AlignerBoost does not dependent on any 3rd party library directly. However, if you are using AlignerBoost's best practice to generate executable shell scripts, you do need to have your NGS aligner of choice available in the PATH to be able to run these scripts. You might also need other programs in PATH for some other AlignerBoost pre-processing functionality. See "examples/README.example" for best practice.

Customized SAM format tags

AlignerBoost uses a set of customized tags in generated SAM/BAM files to store auxiliary alignment information calculated during its filter process. These tags are listed below. Note: X?: global tags, Y? seed region related tags, Z?: entire alignment related tags

Tag Type Description

  • XA i alignment length, including M,=,X,I,D,S but not H,P,N
  • XL i insert length, including M,=,X,I,D but not S,H,P,N, determined by Cigar or 1DP
  • XF i actual insert from (start) relative to reference
  • XI f alignment identity as 1 - (YX + YG) / XL
  • XH Z alignment likelihood given this mapping locus and base quality, in string format to preserve double precision
  • XV i known SNVs (if any) used in calculating XH
  • XP Z alignment posterior probability in string format to preserve double precision
  • XT Z genetic type (GTYPE) string generated by 'utils classifySAM'
  • YL i seed length
  • YX i No. of seed mismatches
  • YG i No. of seed indels
  • ZX i No. of all mismatches
  • ZG i No. of all indels

Best practice

To fully utilize AlignerBoost to increase your mapping precision and sensitivity, it is recommended to use our ** Best Practice Pipeline **. Just download our Best Practice Example README and Configuration file, edit the config file using your favorite text/spread-sheet editor, and start your analysis!

__Exercise set__:
**1.** Do the following statements agree with the AlignerBoost excerpt? Answer yes or no for each, quoting the deciding words: (a) The XP tag stores the alignment posterior probability in string format. (b) Tags whose names begin with Y relate to the entire alignment. (c) The insert length stored in XL counts soft-clipped bases (S).
**2.** Return the passage of the AlignerBoost excerpt starting at "AlignerBoost does not" and ending at "for best practice.", copied word for word.

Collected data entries
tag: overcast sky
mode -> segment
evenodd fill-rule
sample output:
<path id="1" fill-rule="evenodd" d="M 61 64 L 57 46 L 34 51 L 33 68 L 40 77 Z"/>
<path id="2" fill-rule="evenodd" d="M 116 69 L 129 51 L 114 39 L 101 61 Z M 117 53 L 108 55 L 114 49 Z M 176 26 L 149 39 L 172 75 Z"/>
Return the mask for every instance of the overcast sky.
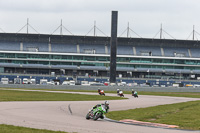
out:
<path id="1" fill-rule="evenodd" d="M 0 0 L 0 32 L 16 33 L 27 23 L 40 34 L 52 34 L 61 24 L 74 35 L 86 35 L 96 26 L 111 33 L 111 11 L 118 11 L 118 36 L 159 38 L 161 23 L 165 32 L 176 39 L 189 36 L 195 25 L 200 39 L 199 0 Z M 63 34 L 70 33 L 63 28 Z M 125 31 L 125 32 L 124 32 Z M 134 32 L 132 32 L 134 31 Z M 26 28 L 19 33 L 25 33 Z M 36 33 L 29 27 L 30 33 Z M 104 36 L 99 30 L 96 34 Z M 124 34 L 122 34 L 124 32 Z M 163 38 L 172 39 L 167 33 Z M 54 34 L 60 34 L 58 29 Z M 93 35 L 92 30 L 87 35 Z"/>

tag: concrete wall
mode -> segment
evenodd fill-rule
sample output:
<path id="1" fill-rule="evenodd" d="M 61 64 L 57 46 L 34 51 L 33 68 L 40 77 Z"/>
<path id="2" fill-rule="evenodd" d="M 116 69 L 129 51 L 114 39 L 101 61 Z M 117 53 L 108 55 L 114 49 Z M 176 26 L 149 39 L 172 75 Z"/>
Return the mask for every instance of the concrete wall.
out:
<path id="1" fill-rule="evenodd" d="M 116 91 L 121 89 L 124 91 L 131 91 L 132 89 L 136 91 L 147 91 L 147 92 L 200 92 L 199 88 L 193 87 L 128 87 L 128 86 L 65 86 L 65 85 L 25 85 L 25 84 L 0 84 L 0 88 L 31 88 L 31 89 L 63 89 L 63 90 L 97 90 L 98 88 L 106 91 Z"/>

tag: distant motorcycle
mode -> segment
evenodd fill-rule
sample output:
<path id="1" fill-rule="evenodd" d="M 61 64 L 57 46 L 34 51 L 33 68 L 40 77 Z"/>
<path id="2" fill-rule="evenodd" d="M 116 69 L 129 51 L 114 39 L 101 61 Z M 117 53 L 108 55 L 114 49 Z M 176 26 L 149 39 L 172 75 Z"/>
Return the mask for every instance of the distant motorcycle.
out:
<path id="1" fill-rule="evenodd" d="M 103 119 L 105 113 L 106 113 L 106 109 L 101 105 L 97 107 L 96 109 L 90 110 L 89 113 L 87 113 L 86 115 L 86 119 L 87 120 L 93 119 L 95 121 L 99 118 Z"/>
<path id="2" fill-rule="evenodd" d="M 120 97 L 124 97 L 123 91 L 119 91 L 118 95 L 119 95 Z"/>
<path id="3" fill-rule="evenodd" d="M 138 98 L 138 94 L 132 94 L 132 96 L 134 96 L 135 98 L 136 98 L 136 97 Z"/>

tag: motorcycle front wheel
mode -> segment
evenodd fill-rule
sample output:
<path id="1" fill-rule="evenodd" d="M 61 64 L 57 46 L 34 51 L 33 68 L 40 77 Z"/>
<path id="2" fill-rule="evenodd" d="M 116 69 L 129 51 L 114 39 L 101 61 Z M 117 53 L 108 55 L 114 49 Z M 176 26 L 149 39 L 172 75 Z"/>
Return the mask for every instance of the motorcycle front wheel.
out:
<path id="1" fill-rule="evenodd" d="M 101 116 L 101 113 L 96 113 L 93 117 L 93 120 L 97 120 Z"/>
<path id="2" fill-rule="evenodd" d="M 85 117 L 87 120 L 90 119 L 90 113 L 87 113 L 86 117 Z"/>

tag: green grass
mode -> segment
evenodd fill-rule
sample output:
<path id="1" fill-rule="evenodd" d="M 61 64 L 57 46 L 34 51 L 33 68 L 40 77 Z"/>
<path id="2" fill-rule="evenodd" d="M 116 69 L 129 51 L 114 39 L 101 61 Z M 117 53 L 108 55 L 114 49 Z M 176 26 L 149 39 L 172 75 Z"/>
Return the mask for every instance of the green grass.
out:
<path id="1" fill-rule="evenodd" d="M 177 125 L 181 129 L 200 130 L 200 101 L 113 111 L 106 116 L 114 120 L 133 119 Z"/>
<path id="2" fill-rule="evenodd" d="M 0 101 L 93 101 L 119 99 L 124 98 L 100 95 L 0 90 Z"/>
<path id="3" fill-rule="evenodd" d="M 139 95 L 200 98 L 200 92 L 139 92 Z"/>
<path id="4" fill-rule="evenodd" d="M 41 130 L 41 129 L 33 129 L 33 128 L 1 124 L 0 125 L 0 133 L 67 133 L 67 132 Z"/>

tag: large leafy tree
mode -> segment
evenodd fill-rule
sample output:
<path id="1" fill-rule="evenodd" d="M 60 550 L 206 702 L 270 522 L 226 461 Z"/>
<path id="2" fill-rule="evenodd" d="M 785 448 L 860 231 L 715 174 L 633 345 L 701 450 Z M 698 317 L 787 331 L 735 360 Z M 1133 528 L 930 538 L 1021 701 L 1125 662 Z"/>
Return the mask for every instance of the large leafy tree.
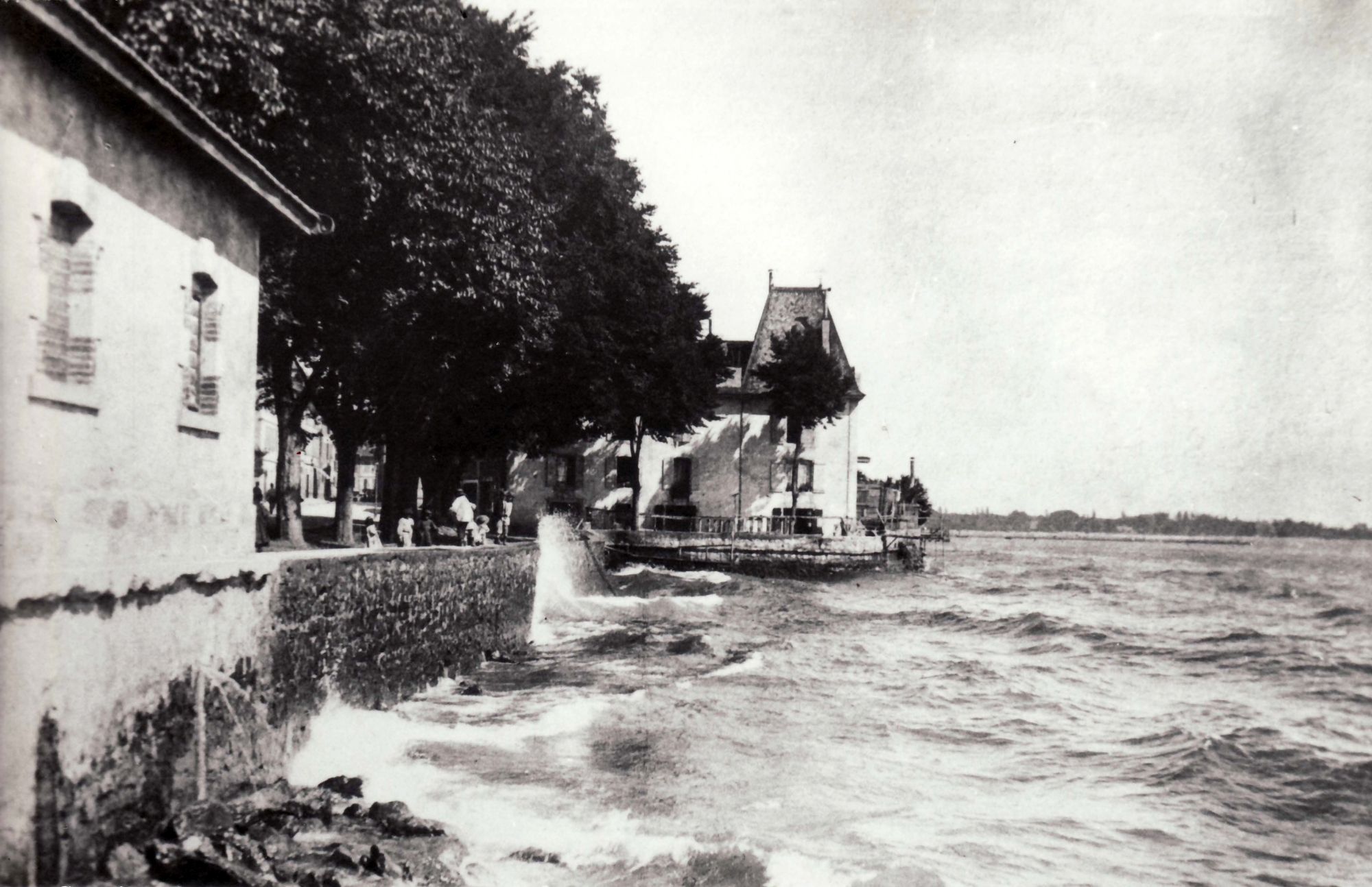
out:
<path id="1" fill-rule="evenodd" d="M 675 277 L 598 84 L 531 64 L 527 23 L 450 0 L 86 3 L 336 222 L 262 244 L 261 402 L 296 544 L 309 409 L 339 444 L 342 492 L 357 444 L 386 444 L 388 529 L 420 476 L 446 498 L 471 455 L 624 428 L 645 378 L 711 377 L 702 300 Z M 707 391 L 686 413 L 708 414 Z M 347 495 L 336 509 L 347 543 Z"/>
<path id="2" fill-rule="evenodd" d="M 786 417 L 786 430 L 805 430 L 831 424 L 848 409 L 858 381 L 837 356 L 825 348 L 820 329 L 805 318 L 782 335 L 771 336 L 771 358 L 753 370 L 770 398 L 772 415 Z M 803 433 L 796 433 L 790 462 L 790 513 L 800 502 L 800 452 Z"/>

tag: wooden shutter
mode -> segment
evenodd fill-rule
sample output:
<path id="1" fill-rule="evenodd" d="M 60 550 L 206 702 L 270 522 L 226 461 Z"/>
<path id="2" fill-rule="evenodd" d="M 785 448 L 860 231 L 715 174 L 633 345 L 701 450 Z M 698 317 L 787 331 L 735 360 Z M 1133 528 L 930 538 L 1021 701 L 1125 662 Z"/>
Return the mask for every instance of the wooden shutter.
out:
<path id="1" fill-rule="evenodd" d="M 786 492 L 788 487 L 790 487 L 790 461 L 777 459 L 772 462 L 771 491 Z"/>

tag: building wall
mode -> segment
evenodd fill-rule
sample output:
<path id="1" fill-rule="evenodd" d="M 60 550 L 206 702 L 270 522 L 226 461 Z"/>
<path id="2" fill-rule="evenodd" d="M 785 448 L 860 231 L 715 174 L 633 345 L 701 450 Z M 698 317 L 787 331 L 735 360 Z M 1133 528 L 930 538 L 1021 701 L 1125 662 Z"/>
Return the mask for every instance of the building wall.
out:
<path id="1" fill-rule="evenodd" d="M 252 551 L 257 229 L 226 178 L 147 114 L 0 33 L 0 603 L 166 581 Z M 52 202 L 92 226 L 89 384 L 40 372 Z M 182 407 L 192 273 L 218 289 L 214 417 Z M 75 304 L 75 303 L 74 303 Z M 211 315 L 207 314 L 207 322 Z"/>
<path id="2" fill-rule="evenodd" d="M 642 489 L 639 515 L 653 513 L 654 506 L 670 505 L 672 459 L 691 459 L 691 495 L 689 505 L 707 517 L 733 517 L 740 489 L 737 400 L 719 407 L 720 418 L 708 422 L 694 435 L 674 441 L 645 440 L 639 459 Z M 766 515 L 772 509 L 790 509 L 790 494 L 783 481 L 794 447 L 786 443 L 783 420 L 774 421 L 761 413 L 745 411 L 744 426 L 744 514 Z M 801 459 L 815 463 L 814 491 L 800 494 L 797 506 L 819 509 L 825 515 L 853 517 L 856 514 L 856 478 L 851 446 L 852 413 L 833 425 L 805 432 Z M 573 455 L 579 472 L 573 483 L 550 483 L 550 461 L 558 455 Z M 613 509 L 632 498 L 628 487 L 620 487 L 615 477 L 615 457 L 628 455 L 628 444 L 612 440 L 593 440 L 564 448 L 552 457 L 516 455 L 510 463 L 510 492 L 514 496 L 516 528 L 531 528 L 538 518 L 557 506 L 575 503 L 580 509 Z M 779 473 L 779 477 L 774 474 Z"/>

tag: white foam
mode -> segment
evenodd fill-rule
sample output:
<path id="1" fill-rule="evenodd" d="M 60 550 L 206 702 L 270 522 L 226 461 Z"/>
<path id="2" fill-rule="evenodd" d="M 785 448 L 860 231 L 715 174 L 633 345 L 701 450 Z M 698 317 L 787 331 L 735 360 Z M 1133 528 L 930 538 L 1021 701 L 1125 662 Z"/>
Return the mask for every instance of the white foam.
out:
<path id="1" fill-rule="evenodd" d="M 701 677 L 702 679 L 704 677 L 729 677 L 730 675 L 742 675 L 744 672 L 756 672 L 761 666 L 763 666 L 763 654 L 760 654 L 760 653 L 749 653 L 748 658 L 744 659 L 742 662 L 730 662 L 729 665 L 726 665 L 723 668 L 719 668 L 719 669 L 715 669 L 713 672 L 709 672 L 708 675 L 702 675 Z"/>

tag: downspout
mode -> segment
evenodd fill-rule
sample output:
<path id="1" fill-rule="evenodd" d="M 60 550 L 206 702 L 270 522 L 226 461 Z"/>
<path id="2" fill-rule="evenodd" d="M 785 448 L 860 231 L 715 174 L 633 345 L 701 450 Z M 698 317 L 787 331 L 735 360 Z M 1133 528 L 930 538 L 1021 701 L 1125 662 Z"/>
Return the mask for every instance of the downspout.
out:
<path id="1" fill-rule="evenodd" d="M 745 370 L 748 367 L 744 367 Z M 738 558 L 735 546 L 738 544 L 738 525 L 744 522 L 744 382 L 742 374 L 738 380 L 738 492 L 734 495 L 734 532 L 729 539 L 729 562 Z"/>
<path id="2" fill-rule="evenodd" d="M 853 517 L 849 513 L 853 492 L 853 409 L 848 407 L 848 454 L 844 457 L 844 517 Z M 856 511 L 858 509 L 853 509 Z"/>

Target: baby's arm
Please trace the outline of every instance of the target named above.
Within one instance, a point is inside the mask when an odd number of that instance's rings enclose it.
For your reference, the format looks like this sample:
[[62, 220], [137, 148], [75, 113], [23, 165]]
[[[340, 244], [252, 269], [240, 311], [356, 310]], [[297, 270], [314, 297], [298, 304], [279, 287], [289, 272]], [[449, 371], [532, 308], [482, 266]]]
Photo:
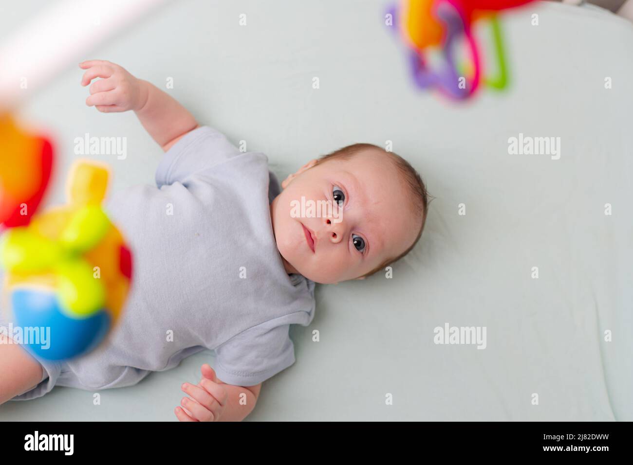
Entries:
[[198, 127], [193, 115], [175, 99], [118, 65], [96, 59], [84, 61], [79, 66], [87, 70], [82, 85], [103, 78], [90, 86], [87, 105], [94, 105], [104, 113], [134, 110], [143, 127], [165, 151]]

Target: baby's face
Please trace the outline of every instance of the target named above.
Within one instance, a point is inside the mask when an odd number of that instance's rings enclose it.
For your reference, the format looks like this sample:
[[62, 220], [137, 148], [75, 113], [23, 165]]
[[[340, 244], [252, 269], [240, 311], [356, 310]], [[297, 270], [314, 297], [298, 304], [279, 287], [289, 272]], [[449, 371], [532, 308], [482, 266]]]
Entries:
[[354, 279], [413, 243], [422, 218], [411, 213], [410, 194], [386, 156], [367, 149], [316, 161], [289, 176], [270, 204], [288, 273], [324, 284]]

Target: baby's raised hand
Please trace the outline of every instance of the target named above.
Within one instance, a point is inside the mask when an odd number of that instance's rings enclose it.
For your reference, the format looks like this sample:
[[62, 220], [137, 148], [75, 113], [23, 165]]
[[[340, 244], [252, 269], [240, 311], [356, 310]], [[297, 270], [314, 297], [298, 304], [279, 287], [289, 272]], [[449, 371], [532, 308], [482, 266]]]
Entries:
[[123, 67], [110, 61], [92, 59], [79, 63], [86, 70], [81, 85], [85, 86], [97, 77], [90, 86], [90, 97], [85, 104], [93, 105], [104, 113], [138, 110], [147, 100], [147, 92], [141, 81], [128, 73]]
[[176, 407], [174, 412], [180, 421], [217, 421], [226, 407], [229, 393], [225, 385], [217, 382], [215, 371], [208, 364], [201, 371], [203, 377], [197, 385], [182, 385], [182, 390], [194, 400], [183, 397], [182, 407]]

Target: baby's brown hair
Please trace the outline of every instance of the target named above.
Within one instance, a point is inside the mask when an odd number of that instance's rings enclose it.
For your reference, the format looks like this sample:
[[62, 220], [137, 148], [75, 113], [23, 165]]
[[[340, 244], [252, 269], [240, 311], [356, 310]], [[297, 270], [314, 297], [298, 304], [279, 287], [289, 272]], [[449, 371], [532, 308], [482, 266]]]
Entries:
[[358, 154], [360, 152], [368, 149], [377, 149], [381, 153], [384, 154], [385, 156], [389, 156], [391, 161], [394, 163], [394, 166], [400, 172], [403, 180], [405, 183], [406, 183], [407, 186], [410, 189], [410, 191], [411, 194], [411, 200], [412, 201], [411, 204], [413, 211], [415, 214], [422, 216], [422, 225], [420, 228], [420, 232], [418, 233], [417, 237], [415, 238], [415, 240], [413, 241], [413, 243], [408, 249], [397, 257], [389, 258], [385, 260], [373, 270], [366, 273], [362, 276], [358, 276], [359, 278], [372, 276], [372, 275], [383, 270], [385, 267], [388, 266], [391, 263], [398, 261], [405, 255], [408, 254], [409, 252], [410, 252], [411, 250], [415, 247], [415, 245], [418, 243], [418, 241], [420, 240], [420, 238], [422, 235], [422, 231], [424, 230], [424, 224], [427, 221], [427, 213], [428, 212], [428, 206], [429, 202], [429, 198], [430, 196], [430, 194], [427, 192], [427, 187], [424, 184], [424, 182], [422, 180], [422, 177], [420, 176], [420, 173], [418, 173], [415, 169], [411, 166], [408, 161], [405, 160], [399, 155], [398, 155], [393, 152], [387, 151], [382, 147], [375, 146], [373, 144], [353, 144], [351, 146], [348, 146], [342, 149], [335, 150], [332, 153], [322, 156], [318, 158], [318, 163], [321, 163], [327, 160], [332, 159], [347, 160]]

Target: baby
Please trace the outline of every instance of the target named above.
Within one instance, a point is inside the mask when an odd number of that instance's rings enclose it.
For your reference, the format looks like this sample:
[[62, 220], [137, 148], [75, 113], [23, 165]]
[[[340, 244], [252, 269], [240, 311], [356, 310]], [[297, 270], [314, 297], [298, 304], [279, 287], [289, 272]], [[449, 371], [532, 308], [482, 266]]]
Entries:
[[[241, 152], [149, 82], [109, 61], [80, 67], [82, 85], [92, 82], [86, 104], [133, 110], [166, 153], [155, 187], [120, 191], [106, 206], [134, 257], [108, 342], [53, 363], [0, 331], [0, 403], [55, 385], [129, 386], [209, 349], [215, 369], [204, 364], [197, 385], [182, 385], [175, 415], [241, 420], [261, 383], [294, 363], [289, 329], [312, 321], [315, 283], [364, 279], [413, 247], [427, 216], [425, 185], [399, 156], [356, 144], [310, 160], [280, 189], [265, 155]], [[298, 208], [311, 202], [330, 208], [320, 215]]]

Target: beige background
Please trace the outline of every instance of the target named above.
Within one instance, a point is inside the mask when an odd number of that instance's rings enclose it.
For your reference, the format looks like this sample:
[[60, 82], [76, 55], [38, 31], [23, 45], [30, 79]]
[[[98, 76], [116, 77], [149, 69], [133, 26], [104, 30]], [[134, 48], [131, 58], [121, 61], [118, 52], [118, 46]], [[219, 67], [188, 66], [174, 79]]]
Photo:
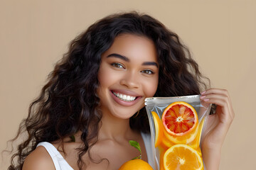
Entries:
[[[230, 91], [235, 119], [223, 147], [220, 169], [255, 169], [255, 1], [1, 1], [0, 150], [16, 134], [68, 42], [106, 15], [137, 10], [176, 32], [212, 86]], [[8, 162], [0, 162], [0, 169], [6, 169]]]

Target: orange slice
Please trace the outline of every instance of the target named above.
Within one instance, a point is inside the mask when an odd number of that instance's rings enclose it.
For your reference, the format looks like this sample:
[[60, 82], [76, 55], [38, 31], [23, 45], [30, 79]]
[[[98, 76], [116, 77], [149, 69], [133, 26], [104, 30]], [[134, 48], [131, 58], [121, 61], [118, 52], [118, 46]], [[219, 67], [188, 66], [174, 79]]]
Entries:
[[198, 152], [192, 147], [178, 144], [170, 147], [164, 155], [165, 170], [201, 170], [203, 160]]
[[155, 128], [155, 147], [161, 147], [161, 149], [166, 150], [168, 148], [175, 144], [169, 140], [164, 135], [164, 128], [163, 123], [161, 121], [159, 116], [154, 111], [151, 111], [154, 128]]
[[121, 166], [119, 170], [153, 170], [146, 162], [140, 159], [128, 161]]
[[198, 118], [196, 110], [190, 104], [177, 101], [164, 110], [162, 122], [169, 134], [183, 136], [196, 129]]

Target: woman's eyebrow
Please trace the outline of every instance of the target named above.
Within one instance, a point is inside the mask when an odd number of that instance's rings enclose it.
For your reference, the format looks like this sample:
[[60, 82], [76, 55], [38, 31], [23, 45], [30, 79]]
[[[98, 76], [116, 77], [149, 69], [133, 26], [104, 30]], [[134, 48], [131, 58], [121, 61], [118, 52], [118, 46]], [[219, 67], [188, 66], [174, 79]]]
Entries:
[[142, 63], [142, 65], [153, 65], [153, 66], [156, 66], [158, 68], [157, 63], [154, 62], [145, 62]]
[[118, 54], [116, 54], [116, 53], [110, 54], [108, 56], [107, 56], [107, 57], [117, 57], [117, 58], [119, 58], [121, 60], [124, 60], [126, 62], [129, 62], [129, 58], [127, 58], [127, 57], [123, 56], [123, 55], [118, 55]]
[[[116, 53], [110, 54], [108, 56], [107, 56], [107, 57], [116, 57], [124, 60], [126, 62], [129, 62], [129, 59], [128, 57]], [[153, 66], [156, 66], [157, 68], [159, 67], [157, 63], [154, 62], [144, 62], [142, 63], [142, 65], [153, 65]]]

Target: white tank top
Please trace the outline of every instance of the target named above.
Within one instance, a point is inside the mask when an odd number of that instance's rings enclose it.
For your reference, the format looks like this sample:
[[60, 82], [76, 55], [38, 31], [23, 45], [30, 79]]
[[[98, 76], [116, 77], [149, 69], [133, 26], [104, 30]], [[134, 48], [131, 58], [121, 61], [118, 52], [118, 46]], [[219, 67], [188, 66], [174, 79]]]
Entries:
[[[144, 142], [146, 156], [148, 158], [149, 164], [154, 167], [154, 156], [152, 152], [152, 146], [151, 142], [151, 137], [148, 134], [142, 133], [142, 136]], [[55, 168], [56, 170], [73, 170], [73, 169], [68, 164], [61, 154], [57, 150], [57, 149], [50, 143], [47, 142], [43, 142], [38, 143], [36, 147], [43, 146], [46, 148], [51, 159], [53, 159]]]

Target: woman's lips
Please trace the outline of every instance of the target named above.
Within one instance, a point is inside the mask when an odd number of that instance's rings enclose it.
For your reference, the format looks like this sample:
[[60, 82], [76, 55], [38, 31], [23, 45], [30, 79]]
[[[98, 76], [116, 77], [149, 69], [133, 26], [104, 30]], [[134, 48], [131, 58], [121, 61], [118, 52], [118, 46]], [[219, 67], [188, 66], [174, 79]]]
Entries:
[[142, 98], [137, 94], [126, 90], [112, 90], [110, 94], [117, 103], [124, 106], [133, 106]]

__Solutions in order__:
**1.**
(a) Yes: "alignment posterior probability in string format to preserve double precision"
(b) No: "Y? seed region related tags"
(c) No: "including M,=,X,I,D but not S,H,P,N"

**2.**
AlignerBoost does not dependent on any 3rd party library directly. However, if you are using AlignerBoost's best practice to generate executable shell scripts, you do need to have your NGS aligner of choice available in the PATH to be able to run these scripts. You might also need other programs in PATH for some other AlignerBoost pre-processing functionality. See "examples/README.example" for best practice.